Talking to Your Children About a Tragedy

I’ve found myself extra sensitive to the media reports the last few days following the Las Vegas tragedy.  You see, at the ages of 5 and 3, my little girls don’t understand death, let alone a mass shooting.  I don’t want them to hear the reports.  It seems “too soon” to expose them to such horror.  As a parent, we want to shelter their hearts and minds.  The problem is, we don’t live in a bubble and we can’t control what our children hear when they are at school, childcare, or with friends.  A friend reminded me today, “some kid is going to say something, so be the first person they hear it from so that you can frame the narrative and lessen the blow.”  It was a great reminder for me that it’s my responsibility as a parent to give them tools to process and handle ‘bad news.’  So how do we do that?

A few tips from Mayo Health Clinic:

  • Remain calm. Your child will look to you for cues about how to react. It’s OK for children to see adults sad or crying, but consider excusing yourself if you’re experiencing intense emotions.
  • Reassure your child of his or her safety. Point out factors that ensure your child’s immediate safety and the safety of the community. Consider reviewing your family’s plans for responding to a crisis.

═══

Explore the material »
[a] In the text on talking to children about a tragedy, why should a parent stay calm? Explain in one to three sentences.
[b] Duplicate the passage of the text on talking to children about a tragedy that opens with the words containing "I’ve found myself" and closes with "we do that?".
[c] Pick up the text on talking to children about a tragedy at the point where it stops, and carry it forward.

Data extract »
═══

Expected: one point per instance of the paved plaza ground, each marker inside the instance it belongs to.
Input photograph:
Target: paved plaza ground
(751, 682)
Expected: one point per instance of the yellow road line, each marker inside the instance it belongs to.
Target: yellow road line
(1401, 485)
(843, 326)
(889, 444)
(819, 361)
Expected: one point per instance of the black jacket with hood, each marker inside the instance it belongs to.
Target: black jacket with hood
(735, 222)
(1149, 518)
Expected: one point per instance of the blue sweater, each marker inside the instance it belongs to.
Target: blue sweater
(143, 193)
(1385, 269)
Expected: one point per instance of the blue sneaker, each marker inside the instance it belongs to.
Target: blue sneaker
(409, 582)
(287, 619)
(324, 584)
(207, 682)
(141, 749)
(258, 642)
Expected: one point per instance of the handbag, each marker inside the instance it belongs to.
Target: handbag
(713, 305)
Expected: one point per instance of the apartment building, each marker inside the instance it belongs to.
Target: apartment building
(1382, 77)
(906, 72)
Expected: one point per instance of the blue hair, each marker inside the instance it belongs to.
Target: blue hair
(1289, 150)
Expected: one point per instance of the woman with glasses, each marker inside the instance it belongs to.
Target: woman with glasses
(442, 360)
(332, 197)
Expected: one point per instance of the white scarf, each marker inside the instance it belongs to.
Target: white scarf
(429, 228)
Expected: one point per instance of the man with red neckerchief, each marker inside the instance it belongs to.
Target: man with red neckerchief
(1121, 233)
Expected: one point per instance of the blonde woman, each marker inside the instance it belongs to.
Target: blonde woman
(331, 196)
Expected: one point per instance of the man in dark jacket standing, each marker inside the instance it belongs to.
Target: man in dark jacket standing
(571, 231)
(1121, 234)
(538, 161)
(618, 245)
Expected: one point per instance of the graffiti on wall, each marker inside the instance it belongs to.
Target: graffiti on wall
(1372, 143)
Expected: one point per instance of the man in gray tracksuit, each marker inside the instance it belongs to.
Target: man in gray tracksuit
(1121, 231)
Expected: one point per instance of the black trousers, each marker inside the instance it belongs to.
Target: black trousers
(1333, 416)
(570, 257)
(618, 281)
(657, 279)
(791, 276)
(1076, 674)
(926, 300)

═══

Answers to each task »
[a] A parent should stay calm because the child will look to the parent for cues about how to react. The text adds that it's fine for children to see adults sad or crying, but a parent may want to step away when feeling intense emotions.

[b]
I’ve found myself extra sensitive to the media reports the last few days following the Las Vegas tragedy.  You see, at the ages of 5 and 3, my little girls don’t understand death, let alone a mass shooting.  I don’t want them to hear the reports.  It seems “too soon” to expose them to such horror.  As a parent, we want to shelter their hearts and minds.  The problem is, we don’t live in a bubble and we can’t control what our children hear when they are at school, childcare, or with friends.  A friend reminded me today, “some kid is going to say something, so be the first person they hear it from so that you can frame the narrative and lessen the blow.”  It was a great reminder for me that it’s my responsibility as a parent to give them tools to process and handle ‘bad news.’  So how do we do that?

[c]
  • Limit media exposure. Don’t allow young children to repeatedly see or hear coverage of a tragedy. Even if your young child is engrossed in play, he or she is likely aware of what you’re watching — and might become confused or upset. Older children might want to learn more about a tragedy by reading or watching TV. However, avoid repetitive loops of news information once you have the facts. Constant exposure to coverage of a tragedy can heighten anxiety.
  • Avoid placing blame. If the tragedy was caused by human violence or error, be careful not to blame a cultural, racial or ethnic group, or people who have mental illnesses.
  • Maintain the routine. To give your child a sense of normalcy, keep up your family’s usual dinner, homework and bedtime routine.
  • Spend extra time together. Special attention can foster your child’s sense of security. Spend a little more time reading to your child or tucking him or her in at night. If your child is having trouble sleeping, allow him or her to sleep with a light on or to sleep in your room for a short time. Extra cuddles might help, too.
  • Encourage the expression of feelings. Explain that it’s OK to be upset or cry. Let your child write about or draw what he or she is feeling. Physical activity might serve as an outlet for feelings or frustration. If your child is acting out, explain that there are other ways of coping.
  • Do something for those affected by the tragedy. Consider ways that you and your child can help victims and their families. You might take your child to your place of worship or write thank-you notes to first responders.
 Don’t forget about self-care.  Pay attention to your own feelings of grief, anger or anxiety. Lean on loved ones for support or talk to a mental health provider. Get enough sleep, eat a healthy diet and stay active. Taking care of yourself will enable you to care for your child and serve as a role model for how to cope.